Point annotations for photos
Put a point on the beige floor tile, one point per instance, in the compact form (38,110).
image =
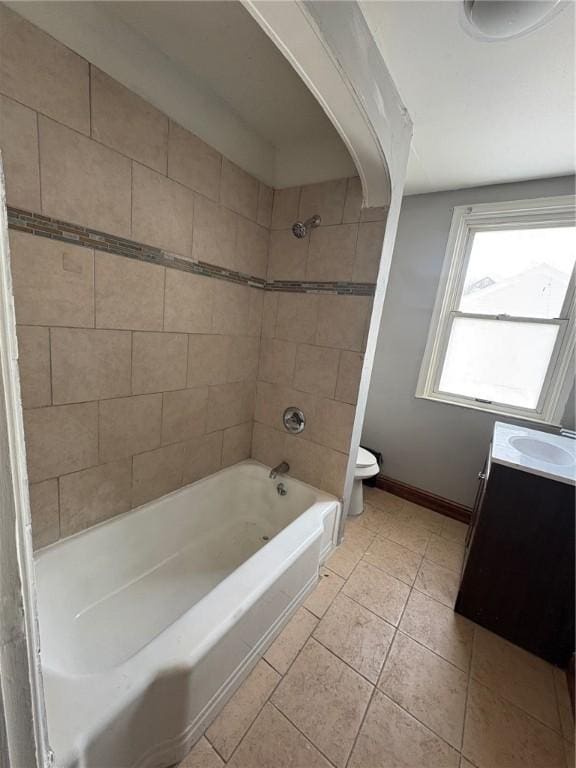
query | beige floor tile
(396,560)
(378,591)
(328,587)
(383,500)
(202,756)
(564,705)
(427,686)
(238,714)
(343,560)
(372,518)
(413,537)
(438,628)
(516,675)
(437,582)
(273,742)
(499,735)
(289,642)
(325,699)
(454,530)
(391,738)
(358,537)
(445,552)
(356,635)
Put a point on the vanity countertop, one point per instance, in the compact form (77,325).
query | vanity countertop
(531,450)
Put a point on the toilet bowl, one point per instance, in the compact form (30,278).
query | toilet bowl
(366,466)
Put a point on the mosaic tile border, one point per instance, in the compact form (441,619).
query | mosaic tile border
(55,229)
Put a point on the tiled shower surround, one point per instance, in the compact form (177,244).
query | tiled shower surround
(166,314)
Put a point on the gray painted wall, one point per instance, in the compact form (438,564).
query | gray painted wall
(436,447)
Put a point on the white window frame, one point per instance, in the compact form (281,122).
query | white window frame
(466,221)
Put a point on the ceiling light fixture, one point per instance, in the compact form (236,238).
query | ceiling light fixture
(493,20)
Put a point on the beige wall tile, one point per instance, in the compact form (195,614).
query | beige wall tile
(252,248)
(353,203)
(334,472)
(277,360)
(129,425)
(127,123)
(285,207)
(188,301)
(237,443)
(159,361)
(40,72)
(214,237)
(93,495)
(269,312)
(208,359)
(288,256)
(202,456)
(368,252)
(297,317)
(82,181)
(129,293)
(239,190)
(267,445)
(44,510)
(349,374)
(184,414)
(325,199)
(332,252)
(231,315)
(234,720)
(34,366)
(157,473)
(265,202)
(89,364)
(306,459)
(230,404)
(273,399)
(316,369)
(193,163)
(256,301)
(333,422)
(60,439)
(19,145)
(342,321)
(162,211)
(243,358)
(53,282)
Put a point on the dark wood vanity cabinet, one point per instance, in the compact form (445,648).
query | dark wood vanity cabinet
(518,573)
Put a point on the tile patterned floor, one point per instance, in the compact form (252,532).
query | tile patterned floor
(375,670)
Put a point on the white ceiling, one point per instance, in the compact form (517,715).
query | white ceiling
(483,112)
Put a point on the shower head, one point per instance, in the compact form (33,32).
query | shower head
(300,229)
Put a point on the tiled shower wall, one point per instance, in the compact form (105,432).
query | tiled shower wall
(138,377)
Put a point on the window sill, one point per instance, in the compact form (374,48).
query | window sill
(492,410)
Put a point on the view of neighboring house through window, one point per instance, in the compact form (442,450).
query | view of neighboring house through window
(502,338)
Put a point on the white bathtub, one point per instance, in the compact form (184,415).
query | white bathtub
(149,622)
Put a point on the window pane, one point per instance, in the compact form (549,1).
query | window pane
(521,272)
(498,360)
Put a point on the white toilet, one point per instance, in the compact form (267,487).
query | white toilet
(366,466)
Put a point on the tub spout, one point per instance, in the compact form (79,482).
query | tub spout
(281,469)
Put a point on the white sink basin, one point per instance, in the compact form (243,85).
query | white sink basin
(541,450)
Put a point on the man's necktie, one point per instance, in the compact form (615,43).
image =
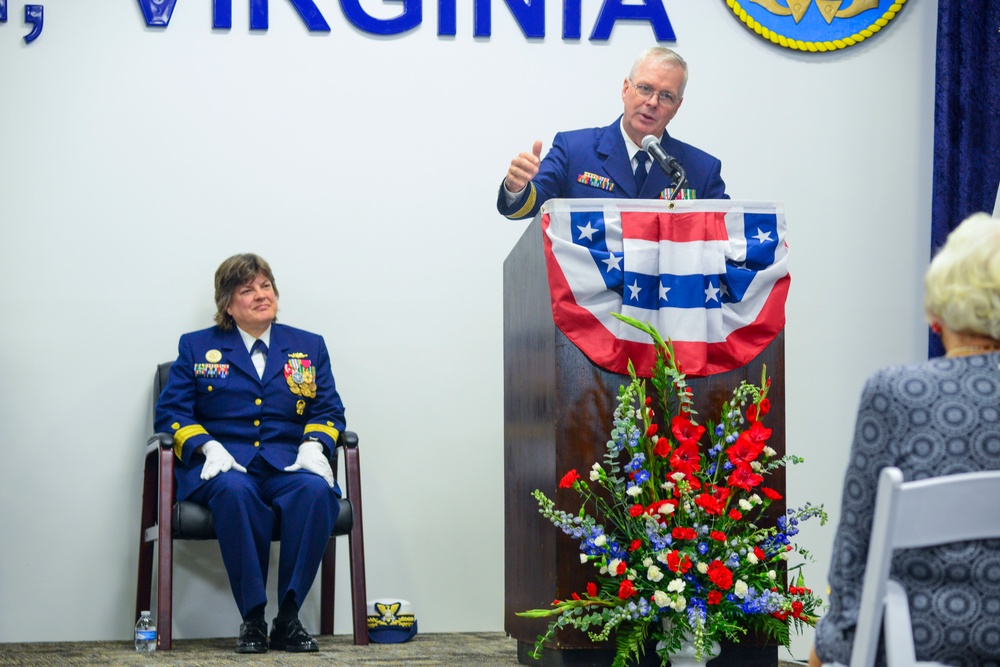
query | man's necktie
(259,346)
(640,170)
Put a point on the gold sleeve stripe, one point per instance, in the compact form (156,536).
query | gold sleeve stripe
(332,432)
(528,205)
(181,436)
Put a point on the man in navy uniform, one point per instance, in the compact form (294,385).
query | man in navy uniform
(255,415)
(609,161)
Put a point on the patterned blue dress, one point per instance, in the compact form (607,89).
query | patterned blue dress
(935,418)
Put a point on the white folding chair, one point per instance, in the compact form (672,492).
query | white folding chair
(910,515)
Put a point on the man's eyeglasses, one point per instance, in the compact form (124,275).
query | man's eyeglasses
(645,92)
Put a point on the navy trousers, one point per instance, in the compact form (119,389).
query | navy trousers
(245,507)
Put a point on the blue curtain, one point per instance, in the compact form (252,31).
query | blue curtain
(966,116)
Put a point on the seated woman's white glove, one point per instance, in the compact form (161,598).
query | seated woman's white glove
(312,458)
(217,460)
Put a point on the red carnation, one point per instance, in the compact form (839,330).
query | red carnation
(681,533)
(677,564)
(744,450)
(744,477)
(567,481)
(685,458)
(708,503)
(720,575)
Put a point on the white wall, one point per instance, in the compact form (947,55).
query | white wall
(132,161)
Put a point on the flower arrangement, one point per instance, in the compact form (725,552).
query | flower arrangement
(678,531)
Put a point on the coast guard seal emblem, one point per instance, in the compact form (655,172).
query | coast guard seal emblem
(815,25)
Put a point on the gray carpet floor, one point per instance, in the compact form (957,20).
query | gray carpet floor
(469,649)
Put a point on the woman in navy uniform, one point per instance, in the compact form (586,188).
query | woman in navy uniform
(255,414)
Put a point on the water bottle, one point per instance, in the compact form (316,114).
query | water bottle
(145,634)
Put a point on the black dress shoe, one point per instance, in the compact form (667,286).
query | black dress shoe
(253,637)
(292,637)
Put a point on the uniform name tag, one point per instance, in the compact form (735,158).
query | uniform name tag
(220,371)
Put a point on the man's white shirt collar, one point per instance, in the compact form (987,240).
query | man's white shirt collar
(249,340)
(630,145)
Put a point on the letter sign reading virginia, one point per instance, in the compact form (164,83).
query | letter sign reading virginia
(529,14)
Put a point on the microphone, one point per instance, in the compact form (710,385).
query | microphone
(669,164)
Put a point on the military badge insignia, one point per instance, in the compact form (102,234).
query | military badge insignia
(686,193)
(815,25)
(595,181)
(301,377)
(391,621)
(219,371)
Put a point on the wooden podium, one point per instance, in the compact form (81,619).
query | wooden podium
(558,409)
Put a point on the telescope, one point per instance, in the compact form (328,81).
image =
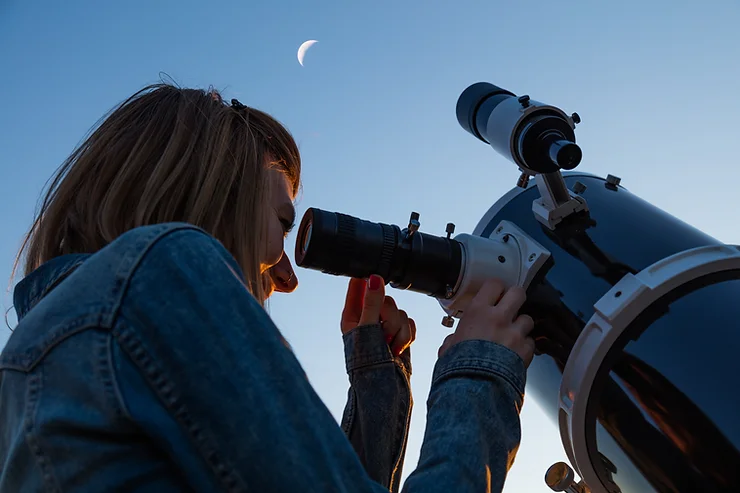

**Stated goal**
Please rewrite the whole listing, switching "one point per instance" to "a single point for each instance" everywhere and keeping everything else the same. Leave the pictures out.

**Final result**
Put a point on the beige floor tile, a single point for each instance, in the compact form (38,110).
image =
query | beige floor tile
(396,560)
(378,591)
(328,587)
(383,500)
(202,756)
(564,705)
(427,686)
(238,714)
(343,560)
(372,518)
(413,537)
(438,628)
(516,675)
(437,582)
(273,742)
(499,735)
(289,642)
(325,699)
(454,530)
(391,738)
(358,537)
(445,552)
(356,635)
Put a point on the vanity countertop, a single point for each instance, in the compact form (77,325).
query | vanity countertop
(531,450)
Put a point on the toilet bowl, a single point for each instance, in the compact form (30,278).
query | toilet bowl
(366,466)
Put a point on the mosaic tile border, a single point for each instance, in the compact form (441,619).
query | mosaic tile border
(55,229)
Put a point on the tiled shower surround, a single point for each instance, in the compact form (177,244).
query | tiled shower surround
(166,314)
Put a point on the gray painted wall, a single point for each instance, in the compact form (438,564).
query | gray painted wall
(436,447)
Put a point on the white window frame, a single point for each instance, in the compact form (281,122).
query | white window frame
(466,221)
Put a point on the ceiling light fixture, a single point for each instance, in the compact form (236,238).
query | ceiling light fixture
(493,20)
Put a point on the beige wall tile, a single point for each instance, in the compact form (195,614).
query | beige wall tile
(252,248)
(353,203)
(334,472)
(277,360)
(129,425)
(127,123)
(285,207)
(188,301)
(237,443)
(159,361)
(40,72)
(214,237)
(93,495)
(269,312)
(208,359)
(288,256)
(202,456)
(368,252)
(297,317)
(82,181)
(129,293)
(239,190)
(267,445)
(44,510)
(349,374)
(184,414)
(325,199)
(332,252)
(231,315)
(234,720)
(34,366)
(157,473)
(265,202)
(89,364)
(306,459)
(230,404)
(273,399)
(316,369)
(193,163)
(256,301)
(333,422)
(60,439)
(19,145)
(342,321)
(162,211)
(243,358)
(53,282)
Put a point on the dark wood vanity cabinet, a single point for each instance, in the compact form (445,648).
query | dark wood vanity cabinet
(518,573)
Put a point on the tile patterned floor, a single point for each instance, in the compact form (252,532).
query | tile patterned floor
(375,670)
Put a point on the white ceiling, a single point for each instance, in the compact form (517,715).
query | white ceiling
(483,112)
Put a point on the shower head, a single point for each instance, in the compact form (33,32).
query | shower head
(300,229)
Put a point on the tiled shower wall, a single point for each instance, in the compact form (105,432).
query | tiled shower wall
(138,377)
Put a point on the window sill, a single point for each instance, in the compact form (374,48).
query | window sill
(492,410)
Put a point on the view of neighboring house through window, a single point for each instance, in the compact form (442,450).
query | view of neighboring house through window
(502,338)
Put a point on the white bathtub, a single point for each instance, in the compact form (184,415).
query | white bathtub
(149,622)
Put a point on the window pane, a single point for each instance, in the compact form (549,1).
query | window pane
(521,272)
(498,360)
Put a point on the white toilet, a single point for each instance, in the compact form (267,487).
query | white toilet
(366,466)
Put a point on the tub spout, a single point for each instance, in the compact form (79,482).
query | tub spout
(281,469)
Put a point on the white sink basin, a single point for each instance, in the compact form (243,85).
query | white sink basin
(541,450)
Put a point on the man's necktie, a single point for each instance, in the compact form (615,43).
image =
query | man's necktie
(259,346)
(640,170)
Put a point on the gold sleeve stripe, a single point for each instance, in the compact form (156,536).
query | gold sleeve stripe
(332,432)
(528,205)
(181,436)
Put a point on the man in navy uniform, a single point for each instance, in the compact form (294,385).
query | man in navy uniform
(255,415)
(609,161)
Put a point on the patterned blue dress, a single point for each instance, in the compact form (607,89).
query | patterned blue dress
(935,418)
Put a point on the white folding chair, a single point for each instance, in the compact form (672,492).
query | white folding chair
(910,515)
Put a point on the man's eyeglasses, a single point for each instance, in the compact form (124,275).
query | man's eyeglasses
(645,92)
Put a point on the navy trousers, a single point for each instance, in the compact form (119,389).
query | navy trousers
(245,507)
Put a point on the blue curtain, a single point for each instance, in the compact form (252,31).
query | blue curtain
(966,116)
Put a point on the seated woman's white glove, a single point for each instance, in the compact form (161,598).
query | seated woman's white glove
(312,458)
(217,460)
Put a point on the red carnation, a single point for each instance, in the compact form (839,330).
query | red carnation
(681,533)
(677,564)
(744,450)
(744,477)
(567,481)
(685,458)
(708,503)
(720,575)
Put a point on the white wall, a single point for each instance, in the compact form (947,55).
query | white wall
(132,161)
Put a point on the flower arrangement, a single point for each instance, in the compact form (725,552).
query | flower arrangement
(678,531)
Put a point on the coast guard seal emblem, a single point for each instance, in the compact form (655,172).
query | coast guard seal emblem
(815,25)
Put a point on the gray carpet floor, a single point for each instance, in the compact form (957,20).
query | gray carpet floor
(469,649)
Put a point on the woman in navy uniform, a single point for each instance, in the compact form (586,188).
query | woman in navy uniform
(255,414)
Put a point on the water bottle, a single point for each instance, in the compact form (316,114).
query | water bottle
(145,634)
Put a point on the black dress shoe, a single point for each instance, in the compact form (667,286).
query | black dress shoe
(253,637)
(292,637)
Put a point on the uniform name tag, a single point for each instance, in the compact form (735,158).
query | uniform name tag
(220,371)
Put a point on the man's white shirt collar, a single point for each instance, in the compact form (987,240).
query | man's white shirt collar
(249,340)
(630,145)
Put a point on the letter sign reading virginia, a single point for each instance, in the compact form (164,83).
query | letter sign reading virginia
(529,14)
Put a point on the microphone, a single point for each instance, in the compact form (710,385).
query | microphone
(669,164)
Put a point on the military badge insignia, a single point for each instance, in the compact form (102,234).
query | military badge insignia
(686,193)
(815,25)
(595,181)
(301,377)
(391,621)
(219,371)
Put a point on the wooden podium, a single point for each instance, in the compact form (81,619).
query | wooden podium
(558,409)
Put a point on the telescope, a single point for each instance, in the compact form (328,81).
image =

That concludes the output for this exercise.